Work order> Report how many lines in the records hold the string "wall"; give the number and nothing else.

Available data>
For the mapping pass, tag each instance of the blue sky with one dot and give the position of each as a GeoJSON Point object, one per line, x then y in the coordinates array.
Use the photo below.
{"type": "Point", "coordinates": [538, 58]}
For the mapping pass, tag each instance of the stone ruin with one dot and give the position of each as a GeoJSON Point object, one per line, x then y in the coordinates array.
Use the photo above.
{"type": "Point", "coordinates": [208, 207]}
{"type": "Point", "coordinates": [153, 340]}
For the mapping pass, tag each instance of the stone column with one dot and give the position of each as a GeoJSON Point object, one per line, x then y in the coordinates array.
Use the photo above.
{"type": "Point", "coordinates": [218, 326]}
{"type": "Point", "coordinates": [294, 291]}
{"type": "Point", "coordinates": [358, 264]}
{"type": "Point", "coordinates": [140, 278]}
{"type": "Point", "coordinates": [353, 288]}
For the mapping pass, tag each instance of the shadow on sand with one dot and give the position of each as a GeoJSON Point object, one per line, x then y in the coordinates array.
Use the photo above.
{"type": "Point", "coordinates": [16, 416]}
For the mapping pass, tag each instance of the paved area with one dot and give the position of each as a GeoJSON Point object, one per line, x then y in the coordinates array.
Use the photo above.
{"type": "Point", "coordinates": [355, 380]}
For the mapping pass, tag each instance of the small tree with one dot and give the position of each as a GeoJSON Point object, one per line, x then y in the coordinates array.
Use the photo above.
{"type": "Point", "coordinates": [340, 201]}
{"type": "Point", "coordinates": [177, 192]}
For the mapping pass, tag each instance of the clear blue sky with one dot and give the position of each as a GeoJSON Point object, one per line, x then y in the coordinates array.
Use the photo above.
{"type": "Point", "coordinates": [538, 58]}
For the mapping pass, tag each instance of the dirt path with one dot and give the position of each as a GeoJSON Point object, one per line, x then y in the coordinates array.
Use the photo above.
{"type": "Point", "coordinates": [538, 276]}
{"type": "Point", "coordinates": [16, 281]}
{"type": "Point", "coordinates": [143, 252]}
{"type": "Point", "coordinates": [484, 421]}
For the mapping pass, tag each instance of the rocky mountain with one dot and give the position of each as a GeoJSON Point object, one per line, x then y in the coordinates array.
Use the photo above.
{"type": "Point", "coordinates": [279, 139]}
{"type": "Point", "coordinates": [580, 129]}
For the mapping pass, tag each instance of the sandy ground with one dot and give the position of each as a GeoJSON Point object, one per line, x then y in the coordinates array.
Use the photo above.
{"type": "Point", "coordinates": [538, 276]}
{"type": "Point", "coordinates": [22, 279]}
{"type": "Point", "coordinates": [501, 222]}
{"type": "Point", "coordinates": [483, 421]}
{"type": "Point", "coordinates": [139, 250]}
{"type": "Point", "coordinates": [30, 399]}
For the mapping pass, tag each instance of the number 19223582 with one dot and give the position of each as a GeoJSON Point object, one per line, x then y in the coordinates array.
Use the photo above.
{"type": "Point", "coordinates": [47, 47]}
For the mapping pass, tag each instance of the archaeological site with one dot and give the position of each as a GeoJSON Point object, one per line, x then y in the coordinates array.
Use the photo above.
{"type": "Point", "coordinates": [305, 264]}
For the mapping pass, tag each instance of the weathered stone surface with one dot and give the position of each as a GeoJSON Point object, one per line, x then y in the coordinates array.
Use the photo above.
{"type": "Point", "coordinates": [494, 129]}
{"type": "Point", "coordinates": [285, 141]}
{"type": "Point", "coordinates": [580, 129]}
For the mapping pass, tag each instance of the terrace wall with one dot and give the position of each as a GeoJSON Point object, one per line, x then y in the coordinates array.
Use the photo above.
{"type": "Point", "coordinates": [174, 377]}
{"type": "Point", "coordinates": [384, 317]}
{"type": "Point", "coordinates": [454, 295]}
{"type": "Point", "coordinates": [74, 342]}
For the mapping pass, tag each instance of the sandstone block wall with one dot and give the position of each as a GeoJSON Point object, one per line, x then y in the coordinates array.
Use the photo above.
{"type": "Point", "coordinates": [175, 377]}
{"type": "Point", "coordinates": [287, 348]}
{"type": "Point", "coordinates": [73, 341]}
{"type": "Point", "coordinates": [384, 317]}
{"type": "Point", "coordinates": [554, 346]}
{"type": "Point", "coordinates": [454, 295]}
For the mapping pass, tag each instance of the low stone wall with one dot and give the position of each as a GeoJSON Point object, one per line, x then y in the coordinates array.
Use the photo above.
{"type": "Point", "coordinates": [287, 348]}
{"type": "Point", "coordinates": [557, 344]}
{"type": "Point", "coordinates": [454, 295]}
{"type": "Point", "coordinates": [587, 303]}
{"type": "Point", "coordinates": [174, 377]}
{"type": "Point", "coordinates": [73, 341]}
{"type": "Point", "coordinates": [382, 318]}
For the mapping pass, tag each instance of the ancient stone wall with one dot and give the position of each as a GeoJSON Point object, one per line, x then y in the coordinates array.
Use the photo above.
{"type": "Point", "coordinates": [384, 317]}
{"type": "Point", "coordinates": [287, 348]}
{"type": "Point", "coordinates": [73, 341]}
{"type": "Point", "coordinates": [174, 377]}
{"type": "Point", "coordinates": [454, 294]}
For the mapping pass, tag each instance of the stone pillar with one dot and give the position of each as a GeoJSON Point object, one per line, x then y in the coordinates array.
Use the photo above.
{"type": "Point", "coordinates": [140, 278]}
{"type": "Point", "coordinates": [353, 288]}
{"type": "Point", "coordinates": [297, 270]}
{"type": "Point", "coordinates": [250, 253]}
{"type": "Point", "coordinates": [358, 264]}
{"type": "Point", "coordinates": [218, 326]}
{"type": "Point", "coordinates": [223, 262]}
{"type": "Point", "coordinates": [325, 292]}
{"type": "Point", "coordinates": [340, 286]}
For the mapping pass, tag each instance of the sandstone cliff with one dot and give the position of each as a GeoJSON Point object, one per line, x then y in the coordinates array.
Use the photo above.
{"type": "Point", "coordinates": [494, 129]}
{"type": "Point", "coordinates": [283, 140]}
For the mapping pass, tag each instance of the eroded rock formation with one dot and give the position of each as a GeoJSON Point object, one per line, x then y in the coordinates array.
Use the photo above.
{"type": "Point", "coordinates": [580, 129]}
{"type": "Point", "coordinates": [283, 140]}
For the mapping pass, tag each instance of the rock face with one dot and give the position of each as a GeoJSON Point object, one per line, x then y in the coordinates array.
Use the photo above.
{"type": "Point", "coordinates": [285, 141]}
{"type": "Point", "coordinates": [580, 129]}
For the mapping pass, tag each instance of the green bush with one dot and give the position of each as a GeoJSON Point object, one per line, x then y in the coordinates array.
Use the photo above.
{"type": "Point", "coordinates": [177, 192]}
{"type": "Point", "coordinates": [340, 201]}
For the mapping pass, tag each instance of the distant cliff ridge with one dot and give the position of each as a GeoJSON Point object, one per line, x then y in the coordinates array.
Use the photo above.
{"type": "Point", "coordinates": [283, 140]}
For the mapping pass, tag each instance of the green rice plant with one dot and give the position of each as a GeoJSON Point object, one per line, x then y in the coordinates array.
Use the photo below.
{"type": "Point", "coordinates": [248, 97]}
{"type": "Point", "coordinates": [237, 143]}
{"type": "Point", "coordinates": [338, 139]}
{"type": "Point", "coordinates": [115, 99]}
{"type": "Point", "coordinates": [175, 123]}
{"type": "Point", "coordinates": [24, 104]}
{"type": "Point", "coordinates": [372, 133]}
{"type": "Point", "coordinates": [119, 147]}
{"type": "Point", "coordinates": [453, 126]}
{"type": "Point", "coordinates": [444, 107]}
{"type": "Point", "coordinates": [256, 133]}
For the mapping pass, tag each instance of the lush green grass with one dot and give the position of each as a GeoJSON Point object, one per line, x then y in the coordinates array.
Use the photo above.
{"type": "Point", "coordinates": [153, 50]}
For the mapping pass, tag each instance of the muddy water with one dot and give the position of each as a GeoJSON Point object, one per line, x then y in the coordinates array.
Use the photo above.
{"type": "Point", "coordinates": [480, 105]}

Response> 4